▶ [Aim of the exercise]
Please return every one of the records below verbatim, keeping each line unchanged.
* begin Provided material *
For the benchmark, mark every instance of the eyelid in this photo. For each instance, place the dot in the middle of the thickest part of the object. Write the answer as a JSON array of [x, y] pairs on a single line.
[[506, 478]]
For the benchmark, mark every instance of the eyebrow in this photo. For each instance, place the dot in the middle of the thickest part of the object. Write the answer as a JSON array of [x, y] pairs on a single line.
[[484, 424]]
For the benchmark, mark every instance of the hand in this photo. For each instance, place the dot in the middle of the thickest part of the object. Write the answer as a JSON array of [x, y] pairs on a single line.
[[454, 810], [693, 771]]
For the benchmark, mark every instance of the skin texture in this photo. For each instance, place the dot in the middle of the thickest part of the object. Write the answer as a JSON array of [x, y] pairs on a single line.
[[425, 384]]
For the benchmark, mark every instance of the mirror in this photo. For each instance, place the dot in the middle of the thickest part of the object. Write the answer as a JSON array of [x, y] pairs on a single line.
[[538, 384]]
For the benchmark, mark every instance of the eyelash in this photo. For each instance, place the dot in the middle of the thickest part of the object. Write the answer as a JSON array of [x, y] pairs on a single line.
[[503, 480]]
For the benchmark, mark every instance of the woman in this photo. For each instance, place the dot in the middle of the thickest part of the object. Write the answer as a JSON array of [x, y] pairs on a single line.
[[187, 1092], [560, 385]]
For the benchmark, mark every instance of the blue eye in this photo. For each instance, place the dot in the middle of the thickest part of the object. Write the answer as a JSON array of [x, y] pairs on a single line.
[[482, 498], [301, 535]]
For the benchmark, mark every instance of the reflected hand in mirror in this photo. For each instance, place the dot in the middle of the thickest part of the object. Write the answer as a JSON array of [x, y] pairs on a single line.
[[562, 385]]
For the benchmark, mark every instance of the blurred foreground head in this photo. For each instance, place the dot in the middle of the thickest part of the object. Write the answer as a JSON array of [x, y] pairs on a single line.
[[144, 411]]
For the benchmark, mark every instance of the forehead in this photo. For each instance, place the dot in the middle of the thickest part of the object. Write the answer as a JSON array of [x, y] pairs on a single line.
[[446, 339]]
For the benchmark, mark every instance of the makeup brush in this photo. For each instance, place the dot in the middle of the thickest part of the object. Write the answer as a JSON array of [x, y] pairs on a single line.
* end Provided material *
▶ [Result for this exercise]
For the benchmark, mark every instance of the eyelid in this photo. For each instance, place the dot in the middle of the thickest part of the object. Write the answer as a JSON array of [x, y] pairs on a single line.
[[506, 478]]
For the benchmark, mark every instance of the eyebrow in this photo. For each instance, place the dot in the middle of the thickest part of the object. Write the answer as a JSON array of [x, y] pairs on a single line.
[[484, 424]]
For the benchmark, mark every instance of the hand in this photo. For each instance, place the dot in the middle of the thickest part of the object. Write the answer as a JSON array of [x, y] pairs on a single line.
[[454, 810], [693, 771]]
For the benchmark, mark every instance of the skin texture in this photo. For each instance, place the dot in the middle of the thickest part of the object. Write the answer as a JSON array of [x, y] pairs on a single line.
[[425, 384]]
For the benchmark, mark every instance of the mirror in this photo. For each instance, place the dot in the middle of the thickest part of the object. Write the answer as a JSON array of [x, y] pairs on a single line.
[[538, 384]]
For the benchmark, mark every instance of the eyelash in this photo. For each instance, place the dot in the middle of the thickest part of the object. Write the answer as a JSON array of [x, y] pairs on a single line.
[[503, 480]]
For the benchmark, mark every instance of the woman in this photo. For each instance, place the dot in the middle of the thickest part of the object. Write the answer as a JSON array of [x, y] pairs on a single line.
[[187, 1092], [560, 385]]
For the benchmark, mark every instance of the blue eye in this photo. For each instance, place the dot in the middle of the thickest part of the object. Write the answer as a JSON array of [x, y] pairs on a single line.
[[482, 498], [301, 535]]
For the benchmark, mark every instance of the reflected hand in mirror in this photo. For each instance, place the dot in the middle of the thickest part of the object. Write the answer as a JSON array of [x, y] pairs on a single line.
[[562, 385]]
For the benchmark, mark every instance of the blurred foreground head in this photo. For each instance, place the dot in the middle of the thickest part of the object. Write the answer as a JSON array of [x, y] pairs on a single line.
[[144, 411]]
For the benchmark, mark every instance of the forehead in this photo. For each instance, place the dot in the middle of the thickest part of the object. Write the answer as a JSON array of [x, y] pairs on a single line.
[[446, 339]]
For the benchmark, mark every instance of the makeup brush in this photo. For each instance, place the dot in the middle of the thickest part of the object. Write the answer as a JSON array of [x, y] pairs on a single line.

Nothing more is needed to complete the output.